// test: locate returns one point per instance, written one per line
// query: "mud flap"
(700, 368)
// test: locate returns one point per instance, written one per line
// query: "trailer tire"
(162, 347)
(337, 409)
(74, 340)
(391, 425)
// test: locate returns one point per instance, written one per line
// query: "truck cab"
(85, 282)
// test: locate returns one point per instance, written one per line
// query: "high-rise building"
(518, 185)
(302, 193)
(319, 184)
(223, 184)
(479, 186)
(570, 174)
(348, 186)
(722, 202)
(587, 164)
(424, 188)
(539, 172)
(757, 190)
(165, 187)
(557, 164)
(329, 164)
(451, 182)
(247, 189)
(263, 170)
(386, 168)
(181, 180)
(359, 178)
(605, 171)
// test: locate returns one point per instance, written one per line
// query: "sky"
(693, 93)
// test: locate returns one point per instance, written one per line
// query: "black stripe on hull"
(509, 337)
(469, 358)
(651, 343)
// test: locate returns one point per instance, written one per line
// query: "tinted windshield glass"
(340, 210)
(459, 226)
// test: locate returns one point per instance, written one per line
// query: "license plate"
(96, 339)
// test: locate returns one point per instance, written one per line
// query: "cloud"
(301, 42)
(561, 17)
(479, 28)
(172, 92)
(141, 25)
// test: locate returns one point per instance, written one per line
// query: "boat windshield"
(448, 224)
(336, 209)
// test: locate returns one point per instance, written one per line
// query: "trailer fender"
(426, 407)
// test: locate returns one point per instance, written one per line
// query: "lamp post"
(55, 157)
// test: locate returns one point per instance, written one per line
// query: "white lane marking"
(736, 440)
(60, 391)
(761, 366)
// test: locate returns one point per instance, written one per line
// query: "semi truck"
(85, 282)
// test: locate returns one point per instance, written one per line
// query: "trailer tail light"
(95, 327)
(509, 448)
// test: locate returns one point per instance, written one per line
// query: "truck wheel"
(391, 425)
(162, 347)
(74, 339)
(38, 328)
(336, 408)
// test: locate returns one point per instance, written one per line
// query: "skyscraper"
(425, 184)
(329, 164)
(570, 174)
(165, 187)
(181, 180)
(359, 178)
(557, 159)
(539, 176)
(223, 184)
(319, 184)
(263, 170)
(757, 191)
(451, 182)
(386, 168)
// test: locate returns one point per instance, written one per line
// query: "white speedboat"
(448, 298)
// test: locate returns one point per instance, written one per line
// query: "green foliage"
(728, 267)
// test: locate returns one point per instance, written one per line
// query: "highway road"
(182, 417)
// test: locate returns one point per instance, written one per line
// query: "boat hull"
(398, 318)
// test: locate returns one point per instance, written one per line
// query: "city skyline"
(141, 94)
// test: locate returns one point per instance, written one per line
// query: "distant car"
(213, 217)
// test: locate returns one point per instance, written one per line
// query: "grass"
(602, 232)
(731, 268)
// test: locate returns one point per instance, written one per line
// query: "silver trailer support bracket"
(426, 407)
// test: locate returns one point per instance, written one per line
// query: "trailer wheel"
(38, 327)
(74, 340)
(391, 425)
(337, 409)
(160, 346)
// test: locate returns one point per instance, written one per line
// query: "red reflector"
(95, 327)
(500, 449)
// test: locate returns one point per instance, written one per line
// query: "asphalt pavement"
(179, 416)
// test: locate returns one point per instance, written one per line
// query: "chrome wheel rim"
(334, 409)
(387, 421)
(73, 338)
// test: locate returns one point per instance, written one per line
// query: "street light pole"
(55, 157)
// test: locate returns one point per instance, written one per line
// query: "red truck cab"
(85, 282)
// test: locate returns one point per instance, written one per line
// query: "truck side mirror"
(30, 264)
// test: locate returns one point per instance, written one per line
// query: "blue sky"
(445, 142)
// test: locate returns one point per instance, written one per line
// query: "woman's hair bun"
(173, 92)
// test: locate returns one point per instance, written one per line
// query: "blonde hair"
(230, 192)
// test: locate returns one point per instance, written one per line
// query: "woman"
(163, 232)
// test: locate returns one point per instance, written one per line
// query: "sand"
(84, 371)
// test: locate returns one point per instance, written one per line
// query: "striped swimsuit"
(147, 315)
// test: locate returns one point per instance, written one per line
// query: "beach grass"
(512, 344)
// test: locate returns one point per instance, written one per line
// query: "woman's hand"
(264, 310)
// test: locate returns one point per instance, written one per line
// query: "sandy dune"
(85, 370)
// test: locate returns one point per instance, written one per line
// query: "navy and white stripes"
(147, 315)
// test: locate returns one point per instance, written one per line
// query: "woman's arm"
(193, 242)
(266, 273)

> _Exercise directions_:
Could you reproduce all the records exactly?

> _Completed exercise_:
// test: locate returns one point per instance, written one per line
// query: "mud flap"
(700, 368)
// test: locate returns one point per instance, written one per line
// query: "trailer tire"
(162, 347)
(337, 409)
(74, 340)
(391, 425)
// test: locate returns one point per instance, written one per line
// query: "truck cab"
(85, 282)
// test: locate returns one point per instance, written one per line
// query: "high-rise building"
(518, 185)
(302, 193)
(319, 184)
(223, 184)
(479, 186)
(570, 174)
(348, 186)
(722, 202)
(587, 164)
(424, 188)
(539, 172)
(757, 190)
(165, 187)
(557, 164)
(329, 164)
(451, 182)
(247, 189)
(263, 170)
(386, 168)
(181, 180)
(359, 178)
(605, 171)
// test: locate returns one point per instance, written one per line
// query: "sky"
(693, 93)
// test: locate returns one point per instance, written one per line
// query: "black stripe on hull"
(509, 337)
(469, 358)
(651, 343)
// test: locate returns one point per instance, written one per line
// query: "tinted windshield glass"
(340, 210)
(459, 226)
// test: locate returns one point per instance, written one per line
// query: "license plate"
(96, 339)
// test: locate returns one point per instance, written one per line
// query: "cloud"
(301, 42)
(561, 17)
(479, 28)
(172, 92)
(141, 25)
// test: locate returns one point per instance, written one per line
// query: "boat windshield"
(448, 224)
(336, 209)
// test: locate returns one point per instance, written one per line
// query: "trailer fender"
(426, 407)
// test: locate returns one point per instance, written one per line
// query: "lamp post"
(55, 157)
// test: locate returns one point per instance, written one per line
// query: "white lane marking"
(736, 440)
(60, 391)
(761, 366)
// test: locate returns one point per instance, written one per line
// query: "semi truck"
(85, 282)
// test: locate returns one point per instance, written one per line
// query: "trailer tail light"
(95, 327)
(509, 448)
// test: locate returns one point per instance, written one per line
// query: "truck wheel"
(391, 425)
(162, 347)
(74, 339)
(38, 328)
(336, 408)
// test: locate returns one point per instance, written one per line
// query: "skyscraper"
(425, 184)
(329, 164)
(570, 174)
(165, 187)
(181, 180)
(359, 178)
(557, 159)
(539, 176)
(223, 184)
(319, 184)
(263, 170)
(757, 191)
(451, 182)
(386, 168)
// test: locate returns one point per instance, written one per line
// query: "white speedboat"
(448, 298)
// test: locate returns one point per instance, written one per line
// query: "green foliage"
(728, 267)
// test: locate returns one point per instance, written one per line
// query: "highway road"
(182, 417)
// test: locate returns one point per instance, written one per line
// query: "boat hull"
(398, 318)
// test: locate returns one point per instance, written one per line
// query: "city skyline"
(141, 94)
// test: locate returns one point per instance, written one per line
// query: "distant car"
(213, 217)
// test: locate returns one point per instance, written one per line
// query: "grass"
(602, 232)
(731, 268)
// test: locate returns one point per instance, written one per line
// query: "silver trailer support bracket"
(426, 407)
// test: locate returns one point per instance, written one per line
// query: "trailer wheel"
(38, 327)
(74, 340)
(391, 425)
(337, 409)
(160, 346)
// test: locate returns one point per instance, written one per line
// query: "red reflector"
(95, 327)
(500, 449)
// test: locate returns one point per instance, written one per line
// query: "asphalt pavement"
(179, 416)
// test: locate returns one point per instance, written one per line
// query: "chrome wheel rim"
(334, 409)
(387, 421)
(73, 338)
// test: locate returns one point per instance, written one per line
// query: "street light pole"
(55, 157)
// test: locate returns one point per instance, written one per line
// query: "red truck cab"
(85, 282)
// test: locate returns one point per instance, written one per line
// query: "truck side mirror"
(30, 264)
// test: locate returns one point per instance, written one per line
// query: "blue sky"
(445, 142)
// test: locate returns one point per instance, written one per line
// query: "woman's hair bun"
(173, 92)
// test: locate returns one point per instance, written one per line
// query: "blonde hair"
(230, 192)
// test: locate returns one point per instance, written one per line
// query: "woman"
(163, 232)
// test: locate returns one point per instance, written one per line
// query: "sand"
(84, 371)
// test: locate returns one point per instance, written one per line
// query: "striped swimsuit"
(147, 315)
// test: locate returns one point per instance, written one per line
// query: "beach grass"
(512, 344)
// test: locate returns one point per instance, written one per line
// query: "woman's hand"
(264, 310)
// test: locate returns one point per instance, written one per line
// query: "sandy dune"
(85, 370)
// test: locate returns one point per instance, written one per line
// query: "navy and white stripes"
(147, 315)
// test: locate returns one point per instance, written one per line
// query: "woman's arm"
(193, 242)
(266, 273)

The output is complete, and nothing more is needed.